Input records -
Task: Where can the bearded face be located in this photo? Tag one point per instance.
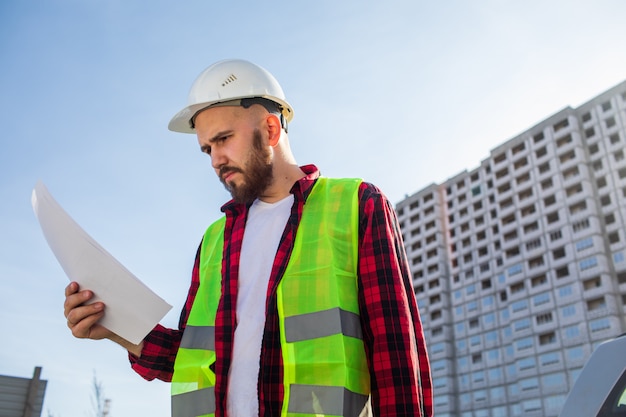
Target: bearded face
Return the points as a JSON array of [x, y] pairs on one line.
[[257, 173]]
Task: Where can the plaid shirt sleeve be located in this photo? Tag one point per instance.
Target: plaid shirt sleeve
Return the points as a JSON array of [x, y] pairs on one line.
[[161, 344], [394, 338]]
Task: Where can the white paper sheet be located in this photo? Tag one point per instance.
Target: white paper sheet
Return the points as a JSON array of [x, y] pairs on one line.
[[132, 309]]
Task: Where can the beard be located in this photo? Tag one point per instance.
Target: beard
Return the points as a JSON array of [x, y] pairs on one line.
[[258, 173]]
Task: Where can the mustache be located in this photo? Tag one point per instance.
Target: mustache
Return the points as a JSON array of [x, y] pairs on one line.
[[226, 169]]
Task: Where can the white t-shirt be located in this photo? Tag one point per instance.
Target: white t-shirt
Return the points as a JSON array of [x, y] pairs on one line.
[[264, 227]]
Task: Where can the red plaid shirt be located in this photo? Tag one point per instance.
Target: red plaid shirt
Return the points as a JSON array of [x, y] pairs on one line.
[[392, 330]]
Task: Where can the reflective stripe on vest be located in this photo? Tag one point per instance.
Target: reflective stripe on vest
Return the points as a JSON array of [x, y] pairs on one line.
[[325, 368], [194, 403]]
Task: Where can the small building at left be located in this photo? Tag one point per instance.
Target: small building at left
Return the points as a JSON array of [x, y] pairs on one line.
[[22, 397]]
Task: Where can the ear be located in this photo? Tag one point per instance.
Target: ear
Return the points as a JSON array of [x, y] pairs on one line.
[[273, 129]]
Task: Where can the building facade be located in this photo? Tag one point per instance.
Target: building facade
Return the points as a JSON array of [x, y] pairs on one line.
[[519, 265]]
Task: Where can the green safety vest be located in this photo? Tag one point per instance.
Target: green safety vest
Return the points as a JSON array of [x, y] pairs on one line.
[[325, 367]]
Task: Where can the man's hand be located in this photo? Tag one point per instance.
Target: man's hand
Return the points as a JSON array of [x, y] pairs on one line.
[[82, 319]]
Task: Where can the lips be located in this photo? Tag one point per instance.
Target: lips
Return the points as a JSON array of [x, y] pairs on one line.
[[227, 172]]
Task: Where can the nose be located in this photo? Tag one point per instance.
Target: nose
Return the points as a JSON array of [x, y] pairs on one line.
[[218, 158]]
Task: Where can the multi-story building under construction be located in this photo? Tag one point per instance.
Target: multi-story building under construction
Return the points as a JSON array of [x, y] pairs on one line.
[[519, 265]]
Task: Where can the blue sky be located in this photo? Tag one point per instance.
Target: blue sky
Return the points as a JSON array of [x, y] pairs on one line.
[[401, 93]]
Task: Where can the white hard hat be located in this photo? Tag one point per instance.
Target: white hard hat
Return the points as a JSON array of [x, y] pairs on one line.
[[226, 81]]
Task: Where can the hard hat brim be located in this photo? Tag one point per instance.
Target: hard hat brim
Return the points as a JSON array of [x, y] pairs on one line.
[[181, 122]]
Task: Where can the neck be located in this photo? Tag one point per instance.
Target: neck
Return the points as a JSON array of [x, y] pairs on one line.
[[284, 179]]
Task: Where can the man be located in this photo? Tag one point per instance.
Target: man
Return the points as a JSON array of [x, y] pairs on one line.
[[301, 300]]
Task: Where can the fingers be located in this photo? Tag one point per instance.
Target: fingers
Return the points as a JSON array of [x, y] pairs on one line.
[[81, 317], [75, 298], [82, 321]]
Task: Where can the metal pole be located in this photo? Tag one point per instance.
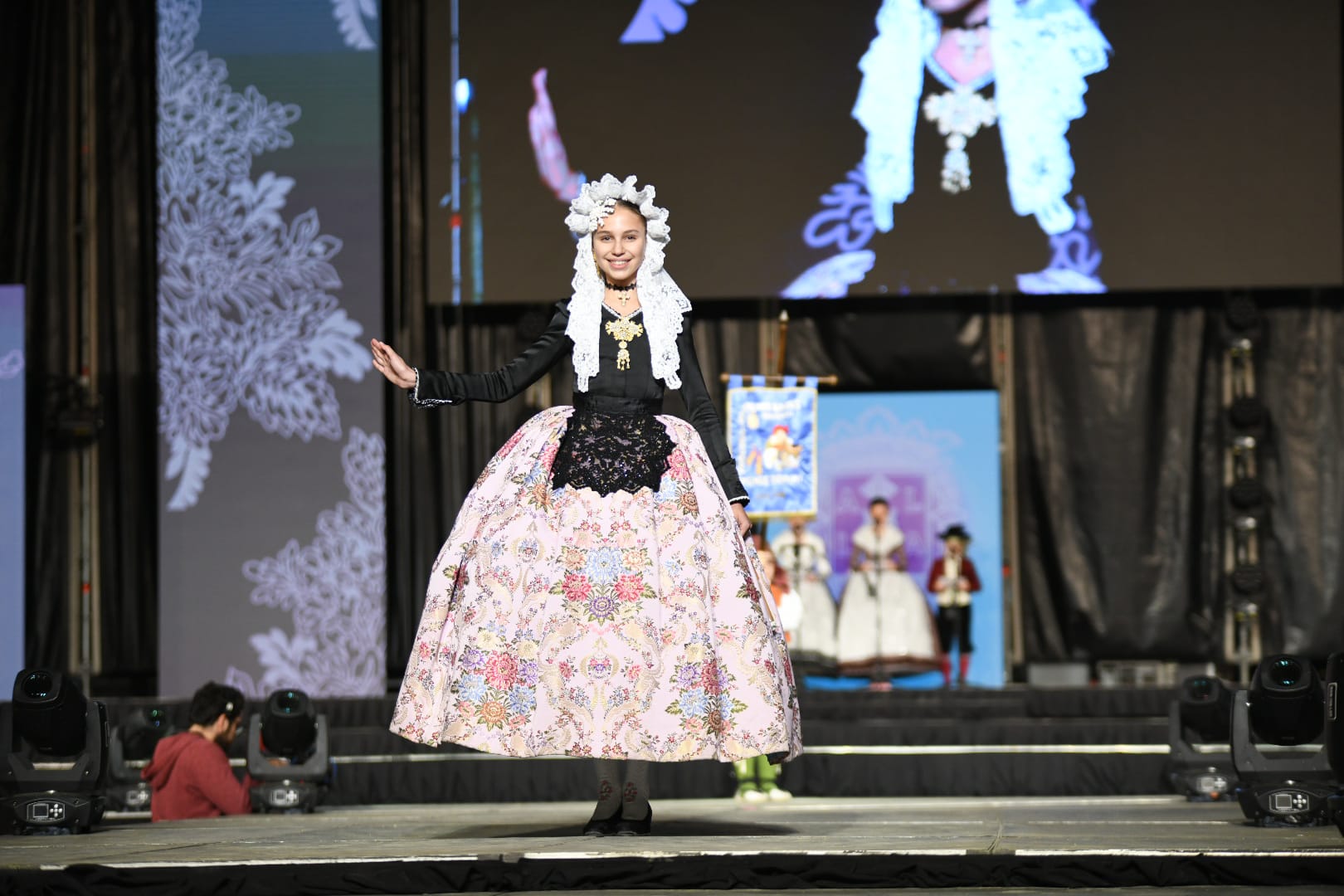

What you should do -
Rescale the lines between the line holding "Task: Where can the green" and the line holding "[[227, 172]]", inclusive, and give them again with the requests included. Multiply every point coordinate in the answers by 1.6, rounding to whole numbers with halves going up.

In response -
Task: Where can the green safety vest be located in this photo? Tag one point per instance.
Target: green safety vest
Return the points as a JSON array of [x, y] pairs on one line.
[[520, 587]]
Task: Where can the man's hand be located in this photo? Tag one point per instance.
Target: man's hand
Return the points as a JSON array of [x, y] pairs on one line.
[[131, 510]]
Task: Where can the lips be located in this photo? Tag one point per instance.
Target: lips
Return the points as a JSON array of [x, y] pairs on one line.
[[363, 275]]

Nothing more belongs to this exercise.